Document -
And so it might all have ended; but the poor firework lying guttering in the mire, gave one more dying fizzle. Messrs Smith and Wright, indefatigable in their fight for the Fleming family’s good name, nagged away at the prison authorities until they finally consented to the publication of the Governor’s account of Mr Dixon’s last and final meeting with Convict 389/21. What good it could be expected to do to the Fleming cause, it is difficult to see. It related only Jessie’s total denial of any such confession as Mr Dixon had described, her total denial that she had ever so much as mentioned laudanum to him, her total repudiation of any suggestion that she should clear Mr Fleming in the eyes of the world by confessing to her own guilt; for she was innocent. And the prison Governor added a note of his own.
On the morning after this interview, said the Governor, the prisoner requested to see him. She asked him what Mr Dixon’s object had been in seeking this interview with her.
The Governor knew that it had been to seek a word from her that would exculpate old Mr Fleming. He temporised, however. He said he hadn’t quite been able to make that out himself.
‘Well,’ she said, ‘I do now remember saying something about laudanum to him. But what I said was that I knew no more about the murder than if he’d placed a glass of laudanum on the table fore’anent me’—in other words, than if she had been drugged.

Tasks for this exercise -
A - What convict number does the passage give for the prisoner Mr Dixon met?
B - Retype the stretch of the passage from "And so it might" through "of his own.".

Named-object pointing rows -
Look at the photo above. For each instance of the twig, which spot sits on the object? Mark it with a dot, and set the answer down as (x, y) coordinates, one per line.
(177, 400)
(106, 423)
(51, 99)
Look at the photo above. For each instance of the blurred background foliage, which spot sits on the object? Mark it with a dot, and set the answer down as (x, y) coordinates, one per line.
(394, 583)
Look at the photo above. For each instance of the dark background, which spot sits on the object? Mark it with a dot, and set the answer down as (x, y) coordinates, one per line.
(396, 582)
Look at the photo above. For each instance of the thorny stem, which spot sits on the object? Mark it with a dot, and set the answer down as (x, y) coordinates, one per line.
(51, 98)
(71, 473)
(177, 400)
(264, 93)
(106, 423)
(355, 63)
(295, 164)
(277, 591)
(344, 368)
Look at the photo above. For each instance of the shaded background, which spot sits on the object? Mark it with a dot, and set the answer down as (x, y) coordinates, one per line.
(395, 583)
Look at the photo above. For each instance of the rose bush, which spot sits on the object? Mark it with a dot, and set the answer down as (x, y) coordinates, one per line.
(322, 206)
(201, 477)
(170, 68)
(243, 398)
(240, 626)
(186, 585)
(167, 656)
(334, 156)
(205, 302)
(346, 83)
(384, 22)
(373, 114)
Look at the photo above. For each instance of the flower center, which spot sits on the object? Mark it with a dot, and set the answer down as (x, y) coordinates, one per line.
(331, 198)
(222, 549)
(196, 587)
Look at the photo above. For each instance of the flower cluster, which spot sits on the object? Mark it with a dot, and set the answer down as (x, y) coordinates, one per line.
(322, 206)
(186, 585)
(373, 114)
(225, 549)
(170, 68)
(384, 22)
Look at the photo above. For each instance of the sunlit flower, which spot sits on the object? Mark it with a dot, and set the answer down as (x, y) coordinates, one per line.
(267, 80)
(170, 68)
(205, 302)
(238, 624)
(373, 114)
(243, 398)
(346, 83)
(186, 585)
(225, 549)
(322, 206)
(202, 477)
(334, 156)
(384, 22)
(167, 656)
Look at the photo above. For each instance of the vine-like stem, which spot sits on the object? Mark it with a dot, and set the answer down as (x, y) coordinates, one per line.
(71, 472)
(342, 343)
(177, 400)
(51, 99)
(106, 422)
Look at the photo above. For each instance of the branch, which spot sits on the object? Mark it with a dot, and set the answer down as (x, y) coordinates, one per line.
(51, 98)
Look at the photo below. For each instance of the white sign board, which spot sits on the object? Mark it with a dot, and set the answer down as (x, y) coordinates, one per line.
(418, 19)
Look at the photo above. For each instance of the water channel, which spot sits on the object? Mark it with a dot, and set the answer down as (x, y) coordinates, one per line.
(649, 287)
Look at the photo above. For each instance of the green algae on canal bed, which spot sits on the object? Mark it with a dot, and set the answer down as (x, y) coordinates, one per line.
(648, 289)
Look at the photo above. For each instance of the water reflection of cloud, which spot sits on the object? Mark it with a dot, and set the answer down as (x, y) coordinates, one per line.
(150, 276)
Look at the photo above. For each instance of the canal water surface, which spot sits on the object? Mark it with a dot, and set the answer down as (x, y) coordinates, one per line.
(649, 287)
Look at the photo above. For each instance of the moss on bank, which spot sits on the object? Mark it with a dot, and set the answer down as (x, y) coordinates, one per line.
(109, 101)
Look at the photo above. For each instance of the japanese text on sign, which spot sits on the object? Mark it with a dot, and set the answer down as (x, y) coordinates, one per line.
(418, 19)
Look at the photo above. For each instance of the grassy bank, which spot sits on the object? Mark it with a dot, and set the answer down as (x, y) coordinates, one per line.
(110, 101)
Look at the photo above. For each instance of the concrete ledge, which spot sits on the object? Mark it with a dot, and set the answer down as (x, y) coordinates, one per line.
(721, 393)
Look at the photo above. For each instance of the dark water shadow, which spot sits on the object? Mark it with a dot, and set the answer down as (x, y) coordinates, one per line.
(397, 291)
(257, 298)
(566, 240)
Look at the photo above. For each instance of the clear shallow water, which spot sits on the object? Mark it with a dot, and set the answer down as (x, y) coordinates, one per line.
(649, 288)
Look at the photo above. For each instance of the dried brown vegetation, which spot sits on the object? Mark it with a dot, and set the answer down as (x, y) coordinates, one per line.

Solutions to the problems -
A - 389/21

B -
And so it might all have ended; but the poor firework lying guttering in the mire, gave one more dying fizzle. Messrs Smith and Wright, indefatigable in their fight for the Fleming family’s good name, nagged away at the prison authorities until they finally consented to the publication of the Governor’s account of Mr Dixon’s last and final meeting with Convict 389/21. What good it could be expected to do to the Fleming cause, it is difficult to see. It related only Jessie’s total denial of any such confession as Mr Dixon had described, her total denial that she had ever so much as mentioned laudanum to him, her total repudiation of any suggestion that she should clear Mr Fleming in the eyes of the world by confessing to her own guilt; for she was innocent. And the prison Governor added a note of his own.